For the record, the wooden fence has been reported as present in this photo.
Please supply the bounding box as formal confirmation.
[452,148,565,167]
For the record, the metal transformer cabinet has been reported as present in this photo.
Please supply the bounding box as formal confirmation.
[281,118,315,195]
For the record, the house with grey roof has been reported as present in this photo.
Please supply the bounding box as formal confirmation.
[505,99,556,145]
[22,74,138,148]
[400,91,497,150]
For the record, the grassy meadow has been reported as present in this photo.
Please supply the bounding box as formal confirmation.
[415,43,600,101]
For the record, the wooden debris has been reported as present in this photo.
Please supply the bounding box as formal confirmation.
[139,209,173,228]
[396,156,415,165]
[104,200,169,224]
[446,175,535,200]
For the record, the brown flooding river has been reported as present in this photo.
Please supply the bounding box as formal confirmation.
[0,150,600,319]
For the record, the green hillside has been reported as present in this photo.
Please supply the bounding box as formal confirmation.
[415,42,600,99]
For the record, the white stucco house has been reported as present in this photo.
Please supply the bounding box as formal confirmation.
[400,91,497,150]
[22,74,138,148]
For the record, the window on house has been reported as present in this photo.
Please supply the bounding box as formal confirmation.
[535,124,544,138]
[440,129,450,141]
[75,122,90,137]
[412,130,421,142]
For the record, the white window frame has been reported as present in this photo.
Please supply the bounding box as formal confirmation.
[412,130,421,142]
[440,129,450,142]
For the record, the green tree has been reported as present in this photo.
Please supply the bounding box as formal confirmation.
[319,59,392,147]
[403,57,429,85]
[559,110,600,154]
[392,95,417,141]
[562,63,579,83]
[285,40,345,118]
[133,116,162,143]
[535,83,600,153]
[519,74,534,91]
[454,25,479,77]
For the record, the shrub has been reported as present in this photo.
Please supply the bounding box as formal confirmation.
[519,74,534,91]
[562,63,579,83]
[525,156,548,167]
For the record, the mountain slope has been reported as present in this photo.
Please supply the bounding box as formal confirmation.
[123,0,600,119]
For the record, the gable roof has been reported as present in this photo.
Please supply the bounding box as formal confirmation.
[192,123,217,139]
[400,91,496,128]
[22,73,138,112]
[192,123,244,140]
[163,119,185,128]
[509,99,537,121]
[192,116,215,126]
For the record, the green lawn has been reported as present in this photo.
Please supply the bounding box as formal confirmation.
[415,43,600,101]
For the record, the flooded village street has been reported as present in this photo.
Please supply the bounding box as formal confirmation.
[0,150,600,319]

#### Aim
Make an exact copy of every entry.

#### Answer in full
For the record, the wooden fence has been reported as present in this photo.
Please supply the bounding box as formal confirmation.
[452,148,565,167]
For the record, the metal transformer cabinet has been reported as present in this photo.
Please supply the bounding box as formal confirmation.
[281,118,315,195]
For the record, the house with grey roof has been reported as present in this photo.
Please supply the bounding box as formal confirmation.
[505,99,556,145]
[22,74,138,148]
[400,91,497,150]
For the record, the grassy meadow has been reported as present in this photo.
Please supply the bounding box as formal confirmation.
[415,43,600,101]
For the record, the wooden debris has been reported as present in this photo.
Please supply the bounding box as formal confirmation.
[139,209,173,228]
[396,156,415,165]
[104,200,169,224]
[446,175,535,200]
For the record, the brown flooding river has been reported as present in this photo.
Please supply the bounding box as formal confirmation.
[0,150,600,319]
For the record, the green hillside has been reported as present in this photo.
Please supply the bounding box as formal confirmation.
[415,42,600,99]
For the record, the white stucco house has been reported as present in this photo.
Please supply the bounding box as formal confirmation.
[400,91,497,150]
[22,74,138,148]
For the record, the window on house has been reported as present in this photo.
Please supply the bounding box as formal confirmation.
[535,124,544,138]
[440,129,450,141]
[75,122,90,137]
[412,130,421,142]
For the record, the white window frame has been reported as present in this photo.
Please supply the bounding box as formal confirmation.
[412,130,421,142]
[440,129,450,142]
For the record, the green tree has been reported as present in this photo.
Please supply the bounding box as formal confirmation.
[319,59,392,147]
[403,57,429,85]
[559,110,600,154]
[392,95,417,141]
[562,63,579,83]
[285,40,345,118]
[133,116,162,143]
[535,83,600,153]
[519,74,534,91]
[454,25,479,77]
For the record, the shrub has been reported as present in this photo.
Please supply the bounding box as formal confirmation.
[519,74,534,91]
[562,63,579,83]
[525,156,548,167]
For the record, the mountain slope has been reported as present in this photo.
Please supply the bounding box as formal confirmation.
[123,0,600,119]
For the record, the gable roof has been reported as present in this photo.
Please supply the bounding box as formal confirmation.
[192,123,217,139]
[400,91,496,128]
[22,73,138,112]
[192,123,244,140]
[163,119,185,128]
[509,99,537,121]
[192,116,215,126]
For the record, the green lawn has been reported as present in this photo.
Please supply the bounding box as formal confirmation.
[415,43,600,101]
For the record, the flooded village street has been reported as present in this photo.
Please supply the bounding box as formal confirmation.
[0,150,600,319]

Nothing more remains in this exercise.